- Selected text:
- 1 Definition
- 2 Types of Menopause
- 3 Clinical Exam
- 4 Longterm Effects of Menopause
- 5 Management
- 6 Medical Interventions
- 7 Resources
- 8 References
Natural menopause occurs when there is a complete, or near complete, ovarian follicular depletion of a female's ovaries and loss of ovarian follicular activity, resulting in the permanent cessation of her menstrual cycle. It occurs at a median age of 51.4 years and the months and years leading up to this are called peri-menopause. Menopause before the age of 40 years old is considered abnormal. The transition into and through menopause can have various physical, psychological, and social effects on a woman's life,  and the ability to cope with these changes can be impacted by socioeconomic status, income, level of education, work-life, and social relations.
Types of Menopause
Also known as a spontaneous progressive decline of the menstrual cycle due to the decline of ovarian function, the average age is between 40-51 years of age.
- Premature menopause: cessation of ovarian function before the age of 40. Females who experience premature menopause have a greater probability of developing early mortality and morbidity rates.
- Artificial or surgical menopause: permanent cessation of ovarian function due to surgical intervention, or medical treatment like chemotherapy or pelvic radiation therapy.
- Delayed menopause: cessation of ovarian function after the age of 51.
Symptoms of menopause and peri-menopause:
|Vaginal dryness and/or Sexual dysfunction||
|Joint pain/ arthritis Musculoskeletal pain/arthralgia||
Stages of Reproductive Aging Workshop (STRAW) is a staging system developed from data from multiple longitudinal cohort studies. This system is considered the gold standard for assessments with menopausal women and includes criteria for the reproductive years, the menopausal transition, perimenopause, final menstrual period (FMP), and postmenopause based upon bleeding patterns, endocrine findings, and symptoms. The STRAW system is used mainly in research, however, it may be helpful in the clinical setting for patients and clinicians to assess fertility potential, contraceptive needs, and the potential need for hormone therapy.
|Late reproductive years||May begin to notice changes in her menstrual cycle (ie. a shorter cycle)|
|Early menopausal transition||Marked by increased variability in menstrual cycle length|
|Late menopausal transition||Marked by the occurrence of amenorrhea of 60 days or longer
Characterized by increased variability in cycle length and extreme fluctuations in hormonal levels
|Early postmenopause period||Corresponds to the end of “perimenopause,” a term still in common usage that means the time around menopause|
|Late postmenopause period||Symptoms of vaginal dryness and urogenital atrophy become increasingly prevalent at this time|
Longterm Effects of Menopause
Physical Therapy Intervention
As part of the healthcare team, physiotherapists should be aware of the menopausal process and the symptoms that can come along with this transition. Many of the symptoms and health concerns described above can have a negative impact on women's health and overall quality of life. It is crucial to be able to identify symptoms in menopausal women through individualized assessments and provide appropriate management strategies, such as exercise and pain management, or referrals to other healthcare professionals when needed.

- Task to carry out:
Pick up the text on menopause after its final sentence and continue writing it.

- Information:
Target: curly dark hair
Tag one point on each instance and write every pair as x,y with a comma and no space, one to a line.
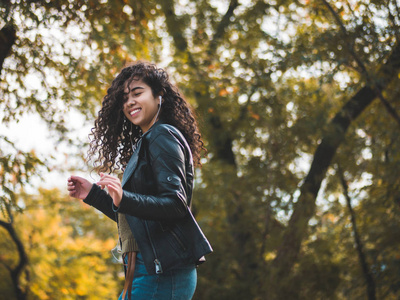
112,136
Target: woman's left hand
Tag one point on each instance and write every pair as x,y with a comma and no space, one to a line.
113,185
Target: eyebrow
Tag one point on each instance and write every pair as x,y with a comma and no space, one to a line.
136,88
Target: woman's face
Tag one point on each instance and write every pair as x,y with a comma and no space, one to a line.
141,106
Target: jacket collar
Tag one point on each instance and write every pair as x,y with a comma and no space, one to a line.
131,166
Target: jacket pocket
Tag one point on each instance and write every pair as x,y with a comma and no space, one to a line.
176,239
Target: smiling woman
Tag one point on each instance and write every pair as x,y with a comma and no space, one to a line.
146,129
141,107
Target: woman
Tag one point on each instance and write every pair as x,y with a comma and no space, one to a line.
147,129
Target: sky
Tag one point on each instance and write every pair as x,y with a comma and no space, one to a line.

==

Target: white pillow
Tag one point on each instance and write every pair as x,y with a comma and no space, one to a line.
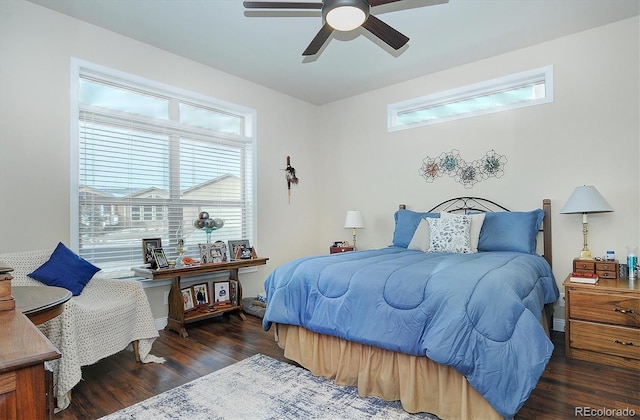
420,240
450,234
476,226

==

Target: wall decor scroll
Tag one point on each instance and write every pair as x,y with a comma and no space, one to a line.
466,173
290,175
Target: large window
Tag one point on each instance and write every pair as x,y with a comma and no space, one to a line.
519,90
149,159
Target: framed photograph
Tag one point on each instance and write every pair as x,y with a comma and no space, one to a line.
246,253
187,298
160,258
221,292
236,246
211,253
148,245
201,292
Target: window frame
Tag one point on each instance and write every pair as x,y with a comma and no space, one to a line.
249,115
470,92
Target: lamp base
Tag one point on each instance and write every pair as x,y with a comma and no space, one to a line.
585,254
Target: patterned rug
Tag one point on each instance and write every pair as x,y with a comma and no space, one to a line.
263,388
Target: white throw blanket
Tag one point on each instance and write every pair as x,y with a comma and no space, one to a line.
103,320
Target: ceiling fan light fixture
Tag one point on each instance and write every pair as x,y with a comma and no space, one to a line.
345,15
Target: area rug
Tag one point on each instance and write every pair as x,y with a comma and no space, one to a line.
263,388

- Reply to the task:
Sexual health may be negatively impacted by some of the issues stated above. Simple, non‐hormonal interventions for sexual dysfunction are often overlooked. Several studies show that education on vaginal lubricants, moisturizers, and dilator use (as needed) can have a positive impact on sexual health. Pelvic health physiotherapists are well-positioned to assist patients with this.
- Weight-bearing exercise:
- Low impact weight-bearing activity such as walking, Tai Chi, and yoga.
- High impact weight-bearing activity such as jogging and vibration platforms.
2. Resistance and Strength Training Exercise:
- Examples include weight lifting, swimming, cycling.
Physical activity and exercise have been shown to have reduce the risk of osteoporosis, cardiovascular disease depression and obesity.
Osteoporosis and Bone Density
Studies show that physiotherapists are able to assist in providing guidance around exercise and exercise prescription in this population.(ref) However, not all exercises have the same osteogenic effects. Resistance exercise has a stronger osteogenic effect, and for exercise to be effective its mechanical load should exceed that of activities of daily life.
To obtain the best results, a combination of exercises that include both resistance and weight-bearing exercises is the best choice to optimize strength and function. Resistance exercise affects muscular loading whereas weight-bearing exercises have a mechanical loading effect on bone.
The mechanisms in which exercise impacts bone density is still not clear but research suggests that exercise increases the activity of osteoblasts and inhibits osteoclast activity. Enhanced bone strength increases the cross-sectional area due to mechanical loading, which in turn increases bone resistance. A systematic review encompassing only randomized controlled trials, conducted by Howe et al. (2011), examined the effectiveness of exercise interventions in preventing bone loss and fractures in postmenopausal women, and they found that exercise was a safe and effective way to prevent bone loss in this population.
Additionally, higher levels of participation in physical activity were independently associated with lower weight, waist circumference, and risk of substantial weight gain.
Regular and gradual aerobic exercise programs can improve cardiorespiratory endurance and decrease the risk of CVD. Some research suggests that exercise increases levels of high-density lipoproteins (HDL), decreases low-density lipoproteins (LDL) and TAG (define?), and controls hypertension, which in turn improves cardiovascular health.
Exercise therapy has the ability to relieve some symptoms in persons with depression when compared to participants without clinical depressive symptoms.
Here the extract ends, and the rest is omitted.